**WORK INSTRUCTION 1**
Retype the cassette thread word for word from "## screenman (27" to "need the 32?".
**WORK INSTRUCTION 2**
List the username of every person who posts in the cassette thread.

**PASSAGE**
※ ※ ※

# Cant find a 11-32 Shimano cassette for road bike.



## Kbrook (27 Mar 2014)

Bought my bike new Felt z5. It is fitted as standard with a 10 speed 11-32 cassette which is Shimano. I would like to replace it like for like but can't find one for a road bike. Seen one for a MTB but that seems to look different to mine it looks 2 coloured, didnt think Felt would have fitted a MTB as standard. So any idea how to find a direct replacement, I have googled it to death so not being lazy.


----------



## MikeG (27 Mar 2014)

Sorry, but I'm not following.

It seems like you just bought a new bike, and you want to replace its (new) cassette with another new one, exactly the same? Where did I go wrong.


----------



## vickster (27 Mar 2014)

http://www.evanscycles.com/products/shimano/4600-tiagra-10-speed-cassette-ec029037 this the one? Tiagra, can also go 105 or ultegra

Get a sram one instead?


----------



## Kbrook (27 Mar 2014)

Mike g... I bought it new it now has 3000 miles on it and my gears are playing up so want to change cassette and chain


----------



## Venod (27 Mar 2014)

Shimano do a road 11 speed 11-32, but as mentioned above a MTB cassette will be fine.

http://www.chainreactioncycles.com/...nitedKingdom&gclid=COXWi96esr0CFcuWtAod_moAcA


----------



## Kbrook (27 Mar 2014)

Vickster... No thats a 12-30. Cant see where Felt have managed to get this cassette from if it doesn't exist!


----------



## screenman (27 Mar 2014)

Kbrook said:


> Vickster... No thats a 12-30. Cant see where Felt have managed to get this cassette from if it doesn't exist!


I bet you are getting fitter, do you really need the 32?


----------



## youngoldbloke (27 Mar 2014)

Are you sure it is a Shimano cassette? (- and not a 'MTB' cassette?) SRAM do a 11-32 cassette.


----------



## Kbrook (27 Mar 2014)

Definately Shimano says on the locknut, screen man dont really need the 32 just don't like mysteries !


----------



## vickster (27 Mar 2014)

My bad, too early

3000 miles, not a new bike then? For me, 3000 miles is new bike time not new cassette 

What model is it? Maybe shimano no longer make it, or it was an MTB cassette as above


----------



## cyberknight (27 Mar 2014)

My boardman came with a sram 10 speed 11-32 cassette, swicthed to an 11-28 which i reckon is still a bit easy but i like the extra range in case i hit a mahoosive hill at the end of a ride .


----------



## Cubist (27 Mar 2014)

Kbrook said:


> Bought my bike new Felt z5. It is fitted as standard with a 10 speed 11-32 cassette which is Shimano. I would like to replace it like for like but can't find one for a road bike. Seen one for a MTB but that seems to look different to mine it looks 2 coloured, didnt think Felt would have fitted a MTB as standard. So any idea how to find a direct replacement, I have googled it to death so not being lazy.

※ ※ ※

**SUPPLIED DATA**
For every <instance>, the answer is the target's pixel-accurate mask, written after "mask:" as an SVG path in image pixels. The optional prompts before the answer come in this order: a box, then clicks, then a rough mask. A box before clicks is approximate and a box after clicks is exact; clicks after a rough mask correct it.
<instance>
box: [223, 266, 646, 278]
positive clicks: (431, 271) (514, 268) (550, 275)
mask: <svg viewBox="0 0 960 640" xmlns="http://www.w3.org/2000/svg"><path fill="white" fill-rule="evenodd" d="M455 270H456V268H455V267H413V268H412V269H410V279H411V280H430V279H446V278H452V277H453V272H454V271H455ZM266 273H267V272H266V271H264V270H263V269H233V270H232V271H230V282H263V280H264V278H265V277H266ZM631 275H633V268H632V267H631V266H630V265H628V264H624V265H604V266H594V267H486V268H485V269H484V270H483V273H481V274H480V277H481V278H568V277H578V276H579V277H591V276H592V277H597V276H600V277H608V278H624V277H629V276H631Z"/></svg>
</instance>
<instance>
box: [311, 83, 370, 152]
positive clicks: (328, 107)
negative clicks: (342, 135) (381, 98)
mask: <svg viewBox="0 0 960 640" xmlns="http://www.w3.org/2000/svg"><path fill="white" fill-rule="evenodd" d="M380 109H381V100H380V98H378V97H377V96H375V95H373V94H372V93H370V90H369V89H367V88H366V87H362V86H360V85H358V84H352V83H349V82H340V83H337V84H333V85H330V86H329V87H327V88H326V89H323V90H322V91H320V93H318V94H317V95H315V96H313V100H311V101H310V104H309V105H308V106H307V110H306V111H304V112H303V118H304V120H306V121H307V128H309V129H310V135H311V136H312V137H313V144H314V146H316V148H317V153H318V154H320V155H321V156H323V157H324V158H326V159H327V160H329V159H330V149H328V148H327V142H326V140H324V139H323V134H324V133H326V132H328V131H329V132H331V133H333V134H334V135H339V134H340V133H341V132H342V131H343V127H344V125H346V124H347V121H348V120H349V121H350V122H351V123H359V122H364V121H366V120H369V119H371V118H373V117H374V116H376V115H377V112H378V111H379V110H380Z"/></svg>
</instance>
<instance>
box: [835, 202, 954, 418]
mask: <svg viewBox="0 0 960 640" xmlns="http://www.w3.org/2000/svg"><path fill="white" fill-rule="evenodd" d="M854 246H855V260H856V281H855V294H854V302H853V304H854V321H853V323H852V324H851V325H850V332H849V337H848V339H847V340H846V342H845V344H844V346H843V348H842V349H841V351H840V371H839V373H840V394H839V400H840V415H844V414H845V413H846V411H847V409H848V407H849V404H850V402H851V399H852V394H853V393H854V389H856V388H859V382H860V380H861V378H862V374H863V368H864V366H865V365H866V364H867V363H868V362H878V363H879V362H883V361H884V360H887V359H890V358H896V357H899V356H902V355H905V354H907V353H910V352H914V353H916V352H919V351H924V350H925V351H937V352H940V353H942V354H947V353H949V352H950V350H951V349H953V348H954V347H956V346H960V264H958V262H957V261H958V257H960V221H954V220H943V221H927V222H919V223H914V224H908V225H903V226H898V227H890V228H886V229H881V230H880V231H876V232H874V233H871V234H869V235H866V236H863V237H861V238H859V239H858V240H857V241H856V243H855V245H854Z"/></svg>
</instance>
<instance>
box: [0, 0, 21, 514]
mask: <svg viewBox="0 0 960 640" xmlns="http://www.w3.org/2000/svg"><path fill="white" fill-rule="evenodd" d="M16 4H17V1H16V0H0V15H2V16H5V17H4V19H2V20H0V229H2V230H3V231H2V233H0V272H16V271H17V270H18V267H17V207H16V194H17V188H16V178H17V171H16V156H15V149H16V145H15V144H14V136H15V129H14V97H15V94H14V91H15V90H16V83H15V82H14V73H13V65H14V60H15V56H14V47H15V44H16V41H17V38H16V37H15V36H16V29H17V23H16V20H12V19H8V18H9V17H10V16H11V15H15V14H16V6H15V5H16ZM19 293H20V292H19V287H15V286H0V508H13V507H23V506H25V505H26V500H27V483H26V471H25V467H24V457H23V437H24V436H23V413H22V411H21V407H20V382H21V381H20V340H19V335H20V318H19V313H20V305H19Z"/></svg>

※ ※ ※

**TASK OUTPUT 1**
## screenman (27 Mar 2014)

Kbrook said:


> Vickster... No thats a 12-30. Cant see where Felt have managed to get this cassette from if it doesn't exist!


I bet you are getting fitter, do you really need the 32?

**TASK OUTPUT 2**
Kbrook, MikeG, vickster, Venod, screenman, youngoldbloke, cyberknight, Cubist